* WORK TO DO *
Select every line of the records below that contains the word "porch", and copy each such line. Case counts.

>> begin DATA FOR THE TASK

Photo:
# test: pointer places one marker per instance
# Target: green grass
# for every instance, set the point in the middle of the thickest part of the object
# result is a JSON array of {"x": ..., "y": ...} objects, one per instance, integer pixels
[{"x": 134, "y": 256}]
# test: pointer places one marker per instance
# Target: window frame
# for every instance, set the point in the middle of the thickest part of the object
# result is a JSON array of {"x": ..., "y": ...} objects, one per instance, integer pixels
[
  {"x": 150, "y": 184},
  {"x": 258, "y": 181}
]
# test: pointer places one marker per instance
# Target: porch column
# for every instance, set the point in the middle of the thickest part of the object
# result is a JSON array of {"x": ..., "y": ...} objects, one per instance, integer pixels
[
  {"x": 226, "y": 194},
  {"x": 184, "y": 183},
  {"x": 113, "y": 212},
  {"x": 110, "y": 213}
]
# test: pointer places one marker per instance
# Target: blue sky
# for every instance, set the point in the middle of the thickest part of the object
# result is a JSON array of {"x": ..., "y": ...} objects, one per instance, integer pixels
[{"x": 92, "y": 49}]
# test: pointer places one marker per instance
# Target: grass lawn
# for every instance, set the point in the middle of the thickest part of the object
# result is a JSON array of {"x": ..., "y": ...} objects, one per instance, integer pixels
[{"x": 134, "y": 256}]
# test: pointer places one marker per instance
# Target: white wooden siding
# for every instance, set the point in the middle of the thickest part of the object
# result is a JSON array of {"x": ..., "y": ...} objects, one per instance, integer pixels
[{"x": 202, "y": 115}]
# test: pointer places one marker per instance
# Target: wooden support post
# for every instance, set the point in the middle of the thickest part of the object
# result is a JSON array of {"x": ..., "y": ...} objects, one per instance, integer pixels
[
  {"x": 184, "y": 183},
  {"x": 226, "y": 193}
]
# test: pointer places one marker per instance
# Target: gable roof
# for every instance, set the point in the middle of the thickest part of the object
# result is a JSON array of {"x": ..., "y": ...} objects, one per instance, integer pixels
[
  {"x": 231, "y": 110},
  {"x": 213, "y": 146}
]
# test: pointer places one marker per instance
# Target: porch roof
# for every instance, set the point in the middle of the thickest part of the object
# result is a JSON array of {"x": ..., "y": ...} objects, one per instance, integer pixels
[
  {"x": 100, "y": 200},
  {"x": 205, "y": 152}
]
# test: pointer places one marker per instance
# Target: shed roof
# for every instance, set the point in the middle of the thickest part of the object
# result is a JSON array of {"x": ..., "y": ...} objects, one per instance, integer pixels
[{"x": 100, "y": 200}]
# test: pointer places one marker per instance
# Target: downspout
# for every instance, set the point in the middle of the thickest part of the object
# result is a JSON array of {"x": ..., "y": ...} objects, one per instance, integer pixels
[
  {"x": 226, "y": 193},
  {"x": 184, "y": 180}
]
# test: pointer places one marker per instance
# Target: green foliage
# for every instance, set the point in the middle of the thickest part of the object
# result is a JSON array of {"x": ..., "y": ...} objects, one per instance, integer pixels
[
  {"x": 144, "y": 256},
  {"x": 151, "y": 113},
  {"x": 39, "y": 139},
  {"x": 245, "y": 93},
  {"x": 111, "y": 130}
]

>> end DATA FOR THE TASK

* OUTPUT FOR THIS EXERCISE *
# Target: porch column
# Target: porch roof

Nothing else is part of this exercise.